# [YOUR TASK]
Reproduce every one of the entries below word for word, keeping each line in its original order.

# [EXERCISE INPUTS]
____

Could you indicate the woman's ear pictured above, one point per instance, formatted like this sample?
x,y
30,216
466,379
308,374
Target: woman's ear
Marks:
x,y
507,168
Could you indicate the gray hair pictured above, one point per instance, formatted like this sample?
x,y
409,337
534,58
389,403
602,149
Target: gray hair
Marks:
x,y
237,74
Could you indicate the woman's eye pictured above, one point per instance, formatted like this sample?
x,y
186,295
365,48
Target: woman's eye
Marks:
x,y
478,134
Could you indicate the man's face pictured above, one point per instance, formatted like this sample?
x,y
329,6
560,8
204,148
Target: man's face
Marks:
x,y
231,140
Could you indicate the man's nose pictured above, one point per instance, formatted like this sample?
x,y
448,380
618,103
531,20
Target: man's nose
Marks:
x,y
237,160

____

# [WRITTEN RESPONSE]
Could you indicate the woman's ear pictured above, one point per instance, formatted like this sample?
x,y
30,216
466,379
308,374
Target: woman's ear
Marks:
x,y
507,168
Could you indicate the gray hair pictured above, one point per instance, formatted like this sample?
x,y
409,337
534,58
389,403
602,149
Target: gray hair
Marks:
x,y
237,74
Could you indicate the woman's eye pictured above, one point per instance, formatted like this sample?
x,y
186,295
365,48
Target: woman's eye
Marks:
x,y
478,134
Could you indicate the man's face pictured above, one point per instance, formatted like this sample?
x,y
329,6
560,8
204,148
Target: man's face
Marks:
x,y
231,140
Could you indicate the man's nose pictured above, one point per instance, formatted like this sample?
x,y
448,380
618,103
531,20
Target: man's nose
Marks:
x,y
237,160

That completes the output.